• [Exercise]: Below is a listing. Write out exactly its lines between the one holding "Expected behaviour: for every instance of the white license" and the one holding "Expected behaviour: for every instance of the white line", inclusive.
_____
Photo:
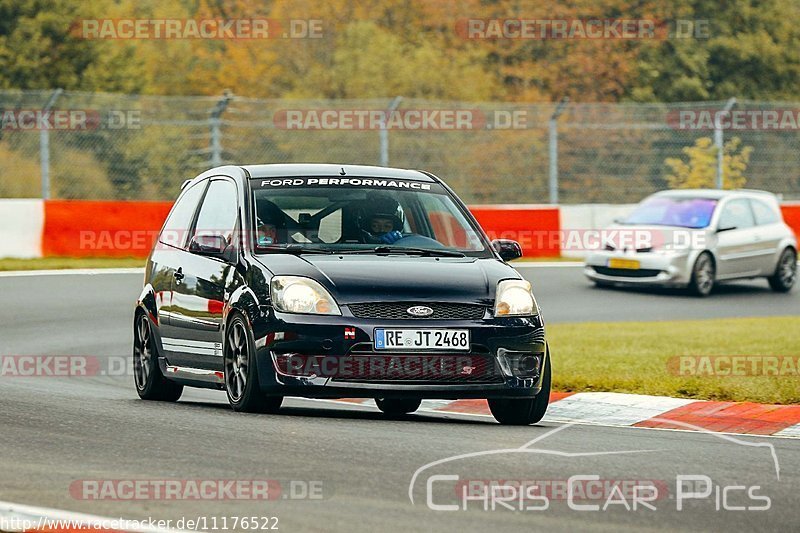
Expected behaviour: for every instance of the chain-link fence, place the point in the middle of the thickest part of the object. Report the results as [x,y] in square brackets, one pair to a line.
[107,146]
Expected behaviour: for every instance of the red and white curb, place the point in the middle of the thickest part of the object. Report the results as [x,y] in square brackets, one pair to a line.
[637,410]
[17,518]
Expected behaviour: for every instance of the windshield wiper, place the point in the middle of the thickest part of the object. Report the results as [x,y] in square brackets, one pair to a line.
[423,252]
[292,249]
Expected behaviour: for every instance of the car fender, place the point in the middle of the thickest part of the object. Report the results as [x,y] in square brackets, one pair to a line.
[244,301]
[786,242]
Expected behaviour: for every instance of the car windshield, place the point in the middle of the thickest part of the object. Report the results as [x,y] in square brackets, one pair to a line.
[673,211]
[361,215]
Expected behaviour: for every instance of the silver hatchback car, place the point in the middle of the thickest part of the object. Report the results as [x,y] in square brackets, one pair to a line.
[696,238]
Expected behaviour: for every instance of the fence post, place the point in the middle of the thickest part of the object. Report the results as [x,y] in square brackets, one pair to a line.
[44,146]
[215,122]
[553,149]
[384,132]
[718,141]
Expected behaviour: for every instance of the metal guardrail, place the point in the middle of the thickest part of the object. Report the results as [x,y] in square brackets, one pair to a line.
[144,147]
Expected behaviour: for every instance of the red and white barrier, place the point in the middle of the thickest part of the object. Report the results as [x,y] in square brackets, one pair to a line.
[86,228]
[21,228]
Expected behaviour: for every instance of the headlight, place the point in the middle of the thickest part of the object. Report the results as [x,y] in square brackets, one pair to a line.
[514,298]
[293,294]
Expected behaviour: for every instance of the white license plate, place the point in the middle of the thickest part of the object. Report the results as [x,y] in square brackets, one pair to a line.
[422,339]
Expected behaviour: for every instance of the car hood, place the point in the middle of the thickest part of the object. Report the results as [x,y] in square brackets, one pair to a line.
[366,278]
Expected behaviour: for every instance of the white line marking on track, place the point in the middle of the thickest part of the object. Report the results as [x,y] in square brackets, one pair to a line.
_____
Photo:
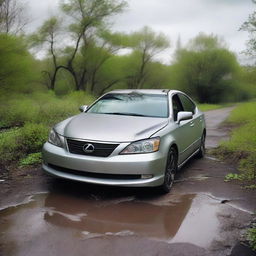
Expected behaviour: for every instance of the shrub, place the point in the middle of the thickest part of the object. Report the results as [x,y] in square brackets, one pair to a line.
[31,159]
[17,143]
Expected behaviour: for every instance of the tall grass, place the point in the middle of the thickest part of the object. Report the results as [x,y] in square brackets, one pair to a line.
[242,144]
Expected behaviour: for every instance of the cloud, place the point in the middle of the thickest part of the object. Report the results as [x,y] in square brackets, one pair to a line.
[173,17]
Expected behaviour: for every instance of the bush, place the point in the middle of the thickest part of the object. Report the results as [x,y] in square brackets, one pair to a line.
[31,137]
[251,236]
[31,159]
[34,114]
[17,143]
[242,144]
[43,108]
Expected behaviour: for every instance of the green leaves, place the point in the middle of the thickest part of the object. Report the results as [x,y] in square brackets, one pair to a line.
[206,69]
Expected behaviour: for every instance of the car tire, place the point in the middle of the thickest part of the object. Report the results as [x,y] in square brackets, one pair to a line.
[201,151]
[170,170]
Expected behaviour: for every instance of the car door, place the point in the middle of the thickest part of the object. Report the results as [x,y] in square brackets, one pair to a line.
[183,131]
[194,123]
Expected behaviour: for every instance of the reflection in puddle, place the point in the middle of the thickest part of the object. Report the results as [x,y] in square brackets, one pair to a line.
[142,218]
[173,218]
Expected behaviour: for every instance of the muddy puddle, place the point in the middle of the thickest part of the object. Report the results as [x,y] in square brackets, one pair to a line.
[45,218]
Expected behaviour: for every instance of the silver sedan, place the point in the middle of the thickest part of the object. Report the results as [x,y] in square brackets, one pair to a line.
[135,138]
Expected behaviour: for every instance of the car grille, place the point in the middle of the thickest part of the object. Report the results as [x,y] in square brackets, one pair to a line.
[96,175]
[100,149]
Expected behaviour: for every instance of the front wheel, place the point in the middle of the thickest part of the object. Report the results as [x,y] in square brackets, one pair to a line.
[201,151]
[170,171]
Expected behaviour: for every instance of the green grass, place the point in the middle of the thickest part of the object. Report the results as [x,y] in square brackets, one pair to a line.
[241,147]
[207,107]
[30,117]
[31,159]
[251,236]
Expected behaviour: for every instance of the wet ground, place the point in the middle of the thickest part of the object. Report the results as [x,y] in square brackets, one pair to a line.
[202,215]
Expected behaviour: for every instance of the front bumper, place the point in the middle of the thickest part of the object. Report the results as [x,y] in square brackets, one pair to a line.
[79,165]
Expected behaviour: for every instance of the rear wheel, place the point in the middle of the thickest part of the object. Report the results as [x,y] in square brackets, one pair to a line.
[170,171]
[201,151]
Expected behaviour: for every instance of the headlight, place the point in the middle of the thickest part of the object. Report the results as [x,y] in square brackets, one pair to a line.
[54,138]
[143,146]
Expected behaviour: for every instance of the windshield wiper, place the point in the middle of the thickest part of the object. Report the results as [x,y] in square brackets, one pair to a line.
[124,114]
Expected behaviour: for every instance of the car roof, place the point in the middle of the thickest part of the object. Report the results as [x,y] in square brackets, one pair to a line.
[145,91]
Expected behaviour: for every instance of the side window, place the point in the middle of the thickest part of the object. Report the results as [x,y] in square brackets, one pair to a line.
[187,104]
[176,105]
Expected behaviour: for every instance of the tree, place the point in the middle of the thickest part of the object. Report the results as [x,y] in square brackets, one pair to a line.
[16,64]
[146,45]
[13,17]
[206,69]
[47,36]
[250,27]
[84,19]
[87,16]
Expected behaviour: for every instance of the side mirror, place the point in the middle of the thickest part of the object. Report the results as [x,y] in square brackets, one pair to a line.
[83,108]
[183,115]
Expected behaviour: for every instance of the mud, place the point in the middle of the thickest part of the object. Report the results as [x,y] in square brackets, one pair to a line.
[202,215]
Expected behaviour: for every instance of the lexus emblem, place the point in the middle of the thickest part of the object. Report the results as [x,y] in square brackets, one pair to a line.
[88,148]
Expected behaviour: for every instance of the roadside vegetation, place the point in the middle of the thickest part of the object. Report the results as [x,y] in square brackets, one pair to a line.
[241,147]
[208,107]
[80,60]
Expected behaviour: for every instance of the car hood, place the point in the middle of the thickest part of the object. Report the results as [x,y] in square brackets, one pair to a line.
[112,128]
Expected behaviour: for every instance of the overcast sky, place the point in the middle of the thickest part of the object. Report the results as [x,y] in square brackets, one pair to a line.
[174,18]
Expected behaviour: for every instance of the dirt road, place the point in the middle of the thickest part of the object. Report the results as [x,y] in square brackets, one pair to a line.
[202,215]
_____
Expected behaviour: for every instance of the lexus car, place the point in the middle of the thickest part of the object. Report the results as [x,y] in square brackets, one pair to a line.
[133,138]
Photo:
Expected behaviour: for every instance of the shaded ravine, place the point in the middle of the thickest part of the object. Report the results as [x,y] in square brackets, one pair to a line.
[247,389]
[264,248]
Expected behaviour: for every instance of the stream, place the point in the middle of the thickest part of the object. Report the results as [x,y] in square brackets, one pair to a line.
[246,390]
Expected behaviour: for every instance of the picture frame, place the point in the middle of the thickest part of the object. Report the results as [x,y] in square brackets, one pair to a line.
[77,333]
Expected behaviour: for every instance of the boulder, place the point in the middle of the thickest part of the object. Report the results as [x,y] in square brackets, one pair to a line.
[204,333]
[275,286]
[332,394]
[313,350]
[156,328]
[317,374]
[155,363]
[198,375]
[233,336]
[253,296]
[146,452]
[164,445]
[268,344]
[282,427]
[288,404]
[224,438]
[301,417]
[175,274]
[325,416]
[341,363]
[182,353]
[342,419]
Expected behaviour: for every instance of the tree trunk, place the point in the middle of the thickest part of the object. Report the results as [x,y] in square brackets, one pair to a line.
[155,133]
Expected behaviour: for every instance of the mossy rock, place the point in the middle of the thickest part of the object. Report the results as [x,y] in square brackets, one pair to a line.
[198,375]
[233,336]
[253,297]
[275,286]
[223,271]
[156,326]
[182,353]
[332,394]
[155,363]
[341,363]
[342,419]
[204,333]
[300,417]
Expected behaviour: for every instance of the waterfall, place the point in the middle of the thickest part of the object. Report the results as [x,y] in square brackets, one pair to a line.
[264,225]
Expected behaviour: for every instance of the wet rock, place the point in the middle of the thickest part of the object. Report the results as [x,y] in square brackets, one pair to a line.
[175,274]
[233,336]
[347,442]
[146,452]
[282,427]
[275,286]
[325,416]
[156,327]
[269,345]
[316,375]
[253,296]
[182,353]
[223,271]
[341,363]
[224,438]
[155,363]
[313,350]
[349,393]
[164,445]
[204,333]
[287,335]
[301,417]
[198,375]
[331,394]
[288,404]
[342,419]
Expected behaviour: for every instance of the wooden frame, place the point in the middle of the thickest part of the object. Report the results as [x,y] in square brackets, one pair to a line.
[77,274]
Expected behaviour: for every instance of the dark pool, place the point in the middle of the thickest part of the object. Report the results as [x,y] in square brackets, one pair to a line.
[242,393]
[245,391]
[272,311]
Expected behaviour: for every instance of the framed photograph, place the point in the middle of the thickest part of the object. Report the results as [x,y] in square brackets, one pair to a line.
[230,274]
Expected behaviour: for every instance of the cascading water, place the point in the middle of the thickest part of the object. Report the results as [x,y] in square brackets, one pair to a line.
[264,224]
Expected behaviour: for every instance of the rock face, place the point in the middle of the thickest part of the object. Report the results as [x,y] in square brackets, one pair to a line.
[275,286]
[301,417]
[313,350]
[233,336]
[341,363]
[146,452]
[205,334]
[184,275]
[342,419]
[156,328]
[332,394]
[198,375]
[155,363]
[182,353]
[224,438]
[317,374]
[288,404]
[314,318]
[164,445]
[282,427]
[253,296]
_____
• [Written solution]:
Expected behaviour: for every instance of the white license plate, place the point in the middle of the thickest part of the object. Report the results as [x,y] in square brackets, one pair to a line.
[422,339]
Expected behaviour: for every instance of the car hood, place the point in the middle of the thickest part of the object. Report the results as [x,y] in square brackets, one pair to a line.
[366,278]
Expected behaviour: for every instance of the white line marking on track, place the point in the middle of the thickest part of the object. Report the results as [x,y] in square brackets, one pair to a line.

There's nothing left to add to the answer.